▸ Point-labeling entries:
★ ★ ★ ★ ★

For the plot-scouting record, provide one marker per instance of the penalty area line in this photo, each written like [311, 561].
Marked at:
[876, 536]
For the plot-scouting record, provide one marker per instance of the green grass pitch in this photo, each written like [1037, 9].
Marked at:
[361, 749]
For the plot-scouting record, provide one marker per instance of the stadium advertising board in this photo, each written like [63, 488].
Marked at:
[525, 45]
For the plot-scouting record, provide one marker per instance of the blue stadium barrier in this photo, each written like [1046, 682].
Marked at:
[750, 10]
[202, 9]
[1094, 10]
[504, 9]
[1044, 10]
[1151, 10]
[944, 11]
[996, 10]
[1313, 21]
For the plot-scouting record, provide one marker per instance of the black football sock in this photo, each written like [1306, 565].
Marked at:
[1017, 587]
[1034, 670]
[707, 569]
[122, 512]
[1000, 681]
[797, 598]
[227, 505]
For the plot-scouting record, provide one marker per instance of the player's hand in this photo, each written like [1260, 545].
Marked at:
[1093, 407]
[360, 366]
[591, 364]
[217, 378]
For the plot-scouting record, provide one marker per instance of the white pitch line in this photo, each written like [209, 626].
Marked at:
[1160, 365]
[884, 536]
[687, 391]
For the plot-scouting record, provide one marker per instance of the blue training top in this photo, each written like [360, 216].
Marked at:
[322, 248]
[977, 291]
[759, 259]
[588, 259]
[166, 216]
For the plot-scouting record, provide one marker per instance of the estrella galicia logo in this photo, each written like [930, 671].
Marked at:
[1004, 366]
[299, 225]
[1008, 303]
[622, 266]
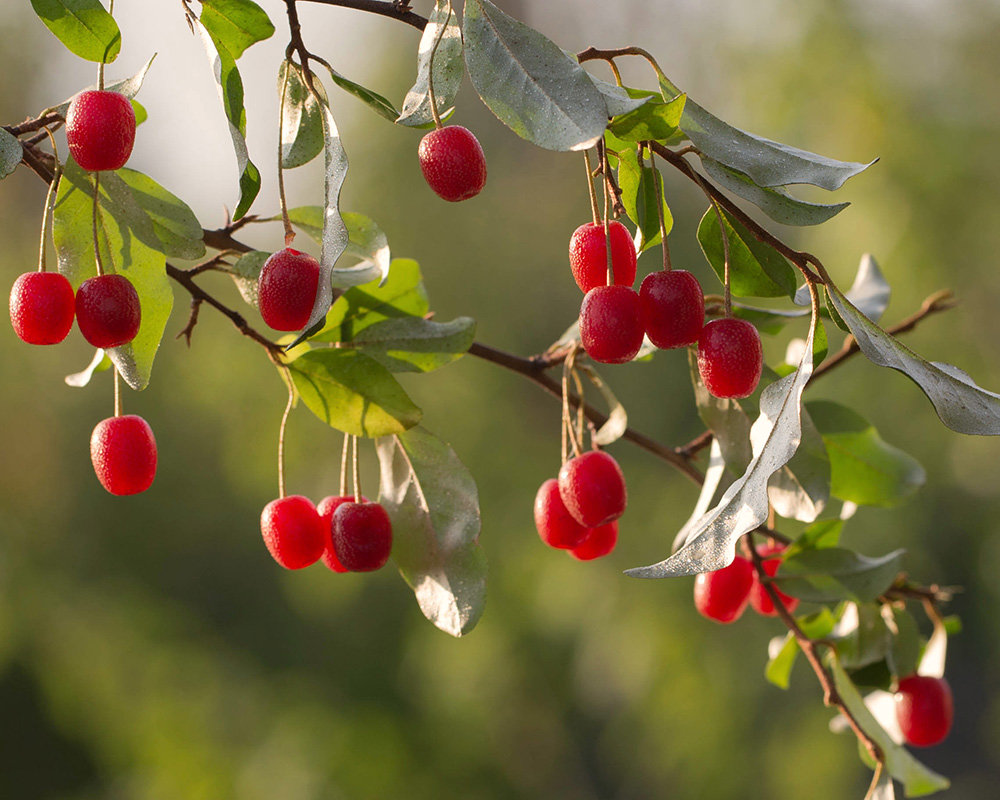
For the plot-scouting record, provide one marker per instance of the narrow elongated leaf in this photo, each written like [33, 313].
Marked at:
[532, 86]
[757, 270]
[448, 68]
[414, 344]
[959, 402]
[777, 203]
[83, 26]
[433, 503]
[353, 393]
[774, 438]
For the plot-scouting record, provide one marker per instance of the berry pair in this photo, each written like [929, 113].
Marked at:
[349, 536]
[579, 511]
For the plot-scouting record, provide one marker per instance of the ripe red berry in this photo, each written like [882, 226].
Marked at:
[555, 525]
[100, 130]
[730, 357]
[610, 324]
[599, 542]
[592, 488]
[325, 508]
[588, 255]
[453, 163]
[924, 709]
[723, 595]
[362, 536]
[673, 308]
[293, 532]
[123, 451]
[287, 289]
[42, 307]
[760, 599]
[108, 310]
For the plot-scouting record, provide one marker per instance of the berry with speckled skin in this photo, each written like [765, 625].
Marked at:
[924, 709]
[286, 291]
[42, 306]
[730, 357]
[453, 163]
[673, 308]
[123, 451]
[108, 310]
[362, 536]
[610, 324]
[293, 531]
[723, 595]
[554, 524]
[588, 255]
[592, 488]
[100, 130]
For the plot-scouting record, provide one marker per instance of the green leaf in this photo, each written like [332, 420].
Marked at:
[353, 393]
[433, 503]
[864, 469]
[531, 85]
[775, 202]
[917, 779]
[83, 26]
[757, 269]
[414, 344]
[235, 24]
[449, 68]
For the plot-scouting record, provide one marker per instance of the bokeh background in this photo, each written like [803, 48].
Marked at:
[150, 648]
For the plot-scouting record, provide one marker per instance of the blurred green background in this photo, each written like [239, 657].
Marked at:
[149, 646]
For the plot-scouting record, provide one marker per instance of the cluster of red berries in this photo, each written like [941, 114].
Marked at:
[349, 534]
[579, 511]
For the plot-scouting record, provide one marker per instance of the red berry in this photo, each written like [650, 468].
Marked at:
[553, 522]
[610, 324]
[599, 542]
[730, 357]
[673, 308]
[108, 310]
[723, 595]
[100, 130]
[326, 507]
[42, 307]
[588, 255]
[453, 163]
[924, 709]
[123, 452]
[760, 599]
[293, 532]
[362, 536]
[592, 488]
[286, 292]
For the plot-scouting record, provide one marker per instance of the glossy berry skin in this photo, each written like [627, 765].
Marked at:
[42, 306]
[293, 531]
[326, 507]
[554, 524]
[610, 324]
[286, 291]
[100, 130]
[723, 595]
[362, 536]
[759, 597]
[588, 255]
[592, 488]
[924, 709]
[108, 310]
[730, 357]
[123, 451]
[672, 307]
[453, 163]
[599, 542]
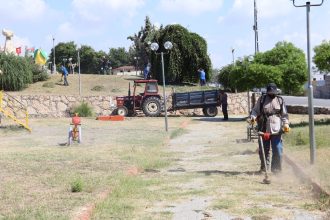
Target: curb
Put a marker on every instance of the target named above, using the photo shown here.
(298, 171)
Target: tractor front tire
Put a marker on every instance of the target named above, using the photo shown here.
(210, 111)
(151, 106)
(123, 111)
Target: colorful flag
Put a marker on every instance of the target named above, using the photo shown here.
(40, 57)
(18, 50)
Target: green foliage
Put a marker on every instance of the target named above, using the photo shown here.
(322, 56)
(291, 61)
(301, 139)
(48, 85)
(77, 185)
(284, 65)
(83, 110)
(18, 72)
(141, 42)
(119, 57)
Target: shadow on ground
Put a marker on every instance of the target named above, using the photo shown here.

★ ★ ★ ★ ★

Render each line of the entries above as a Markdown table with two columns, Row and Entry Line, numbering the rows and skipping blank lines. Omit the pictures from the table.

▸ CORRECT RESULT:
| Row | Entry Line |
|---|---|
| 1 | For the plot-scouting record, provide one marker per instance of the penalty area line in this photo, each written like [311, 561]. |
| 2 | Marked at: |
| 3 | [876, 536] |
| 4 | For the plot-scouting record, provide one marker per instance of the green grass pitch in this photo, each written like [1037, 9]. |
| 5 | Marked at: |
| 6 | [361, 749] |
| 7 | For the plot-scouting record, provide one marker per instance of the stadium advertising board in this photo, each written like [63, 488]. |
| 8 | Marked at: |
| 9 | [525, 45] |
| 10 | For the plot-scouting record, provide one marker per instance of the blue stadium barrier in this photo, each written like [1046, 682]. |
| 11 | Marked at: |
| 12 | [750, 10] |
| 13 | [202, 9] |
| 14 | [1094, 10] |
| 15 | [504, 9] |
| 16 | [1044, 10] |
| 17 | [1151, 10] |
| 18 | [944, 11] |
| 19 | [996, 10] |
| 20 | [1313, 21] |
| 21 | For the plot-scouting record, provide one marker per instance of the black football sock in this photo, each written like [1306, 565]. |
| 22 | Marked at: |
| 23 | [1017, 587] |
| 24 | [1034, 670] |
| 25 | [707, 569] |
| 26 | [122, 512] |
| 27 | [1000, 681] |
| 28 | [797, 598] |
| 29 | [227, 505] |
| 30 | For the plot-scouting record, provide one marker per instance of the player's hand in this photo, each written like [1260, 545]. |
| 31 | Marked at: |
| 32 | [1093, 407] |
| 33 | [360, 366] |
| 34 | [591, 364] |
| 35 | [217, 378] |
| 36 | For the plot-scouting record, provide one marker per instance of the white pitch line in this photo, each written like [209, 626]. |
| 37 | Marked at: |
| 38 | [1160, 365] |
| 39 | [884, 536] |
| 40 | [687, 391] |
| 41 | For the plot-scouting record, provide one marker per instance of the blue training top in this photo, each written like [360, 216]. |
| 42 | Marked at: |
| 43 | [322, 248] |
| 44 | [977, 291] |
| 45 | [759, 259] |
| 46 | [588, 259] |
| 47 | [166, 216] |
| 48 | For the plot-scouting record, provide one marker per instance of the estrella galicia logo in this photo, each written like [930, 671]. |
| 49 | Marked at: |
| 50 | [1004, 366] |
| 51 | [299, 225] |
| 52 | [1008, 303] |
| 53 | [622, 266] |
| 54 | For the plot-scouting record, provide one marker per instance of the narrow elongated leaf in this photo, each written like [33, 313]. |
| 55 | Marked at: |
| 56 | [532, 86] |
| 57 | [757, 270] |
| 58 | [448, 68] |
| 59 | [414, 344] |
| 60 | [959, 402] |
| 61 | [777, 203] |
| 62 | [83, 26] |
| 63 | [433, 503] |
| 64 | [353, 393] |
| 65 | [774, 438] |
| 66 | For the plot-scouting record, provide one marker per instance of the berry pair in this photo, each written like [929, 113]. |
| 67 | Marked at: |
| 68 | [349, 536] |
| 69 | [579, 511] |
| 70 | For the plot-scouting record, provide one marker per instance of the ripe red berry in this photo, each written like [882, 226]. |
| 71 | Marked at: |
| 72 | [555, 525] |
| 73 | [100, 130] |
| 74 | [730, 357] |
| 75 | [610, 324] |
| 76 | [599, 542] |
| 77 | [592, 488] |
| 78 | [325, 508] |
| 79 | [588, 255] |
| 80 | [453, 163] |
| 81 | [924, 709] |
| 82 | [723, 595] |
| 83 | [362, 536] |
| 84 | [673, 308] |
| 85 | [293, 532] |
| 86 | [123, 451] |
| 87 | [287, 289] |
| 88 | [42, 307] |
| 89 | [760, 599] |
| 90 | [108, 310] |
| 91 | For the plot-scouting record, provide one marker per instance of the berry with speckled skin in this photo, each written like [765, 625]. |
| 92 | Marked at: |
| 93 | [924, 709] |
| 94 | [286, 291] |
| 95 | [42, 306] |
| 96 | [730, 357] |
| 97 | [453, 163] |
| 98 | [673, 308] |
| 99 | [123, 451] |
| 100 | [108, 310] |
| 101 | [362, 536] |
| 102 | [610, 324] |
| 103 | [293, 531] |
| 104 | [723, 595] |
| 105 | [554, 524] |
| 106 | [588, 255] |
| 107 | [592, 488] |
| 108 | [100, 130] |
| 109 | For the plot-scouting record, provide one marker per instance of the green leaf in this photo, each written like [332, 420]. |
| 110 | Marked at: |
| 111 | [353, 393] |
| 112 | [433, 503] |
| 113 | [864, 469] |
| 114 | [531, 85] |
| 115 | [775, 202] |
| 116 | [917, 779] |
| 117 | [83, 26] |
| 118 | [757, 269] |
| 119 | [414, 344] |
| 120 | [235, 24] |
| 121 | [449, 68] |
| 122 | For the plot-scouting record, provide one marker per instance of the bokeh background in this photo, each written like [803, 48]. |
| 123 | Marked at: |
| 124 | [150, 648] |
| 125 | For the plot-scouting record, provide one marker per instance of the blurred green background in this photo, each written like [239, 657]. |
| 126 | Marked at: |
| 127 | [149, 646] |
| 128 | For the plot-scouting record, provide one marker per instance of the cluster of red berries in this photo, each written like [941, 114]. |
| 129 | Marked at: |
| 130 | [349, 534] |
| 131 | [579, 511] |
| 132 | For the plot-scouting record, provide one marker per instance of the red berry in this photo, each written like [650, 468]. |
| 133 | Marked at: |
| 134 | [553, 522] |
| 135 | [610, 324] |
| 136 | [599, 542] |
| 137 | [730, 357] |
| 138 | [673, 308] |
| 139 | [108, 310] |
| 140 | [723, 595] |
| 141 | [100, 130] |
| 142 | [326, 507] |
| 143 | [42, 307] |
| 144 | [588, 255] |
| 145 | [453, 163] |
| 146 | [924, 709] |
| 147 | [123, 452] |
| 148 | [760, 599] |
| 149 | [293, 532] |
| 150 | [362, 536] |
| 151 | [592, 488] |
| 152 | [286, 292] |
| 153 | For the plot-scouting record, provide one marker per instance of the glossy berry skin in this photo, each written like [627, 765]. |
| 154 | Marked at: |
| 155 | [42, 306] |
| 156 | [293, 531] |
| 157 | [326, 507] |
| 158 | [554, 524] |
| 159 | [610, 324] |
| 160 | [286, 291] |
| 161 | [100, 130] |
| 162 | [723, 595] |
| 163 | [362, 536] |
| 164 | [759, 597] |
| 165 | [588, 255] |
| 166 | [592, 488] |
| 167 | [924, 709] |
| 168 | [108, 310] |
| 169 | [730, 357] |
| 170 | [123, 451] |
| 171 | [672, 307] |
| 172 | [453, 163] |
| 173 | [599, 542] |
| 174 | Target: curb |
| 175 | Put a marker on every instance of the target named above, using the photo shown here. |
| 176 | (298, 171) |
| 177 | Target: tractor front tire |
| 178 | Put a marker on every instance of the target named above, using the photo shown here. |
| 179 | (210, 111) |
| 180 | (151, 106) |
| 181 | (123, 111) |
| 182 | Target: colorful flag |
| 183 | Put a marker on every instance of the target named above, using the photo shown here. |
| 184 | (40, 57) |
| 185 | (18, 50) |
| 186 | Target: green foliage |
| 187 | Put a marker on every instance of the target named above, using the photo shown here. |
| 188 | (322, 56) |
| 189 | (291, 61) |
| 190 | (301, 139) |
| 191 | (48, 85) |
| 192 | (77, 185) |
| 193 | (284, 65) |
| 194 | (83, 110) |
| 195 | (18, 72) |
| 196 | (141, 42) |
| 197 | (119, 57) |
| 198 | Target: shadow on ground |
| 199 | Put a marker on every instance of the target named above, using the photo shown here. |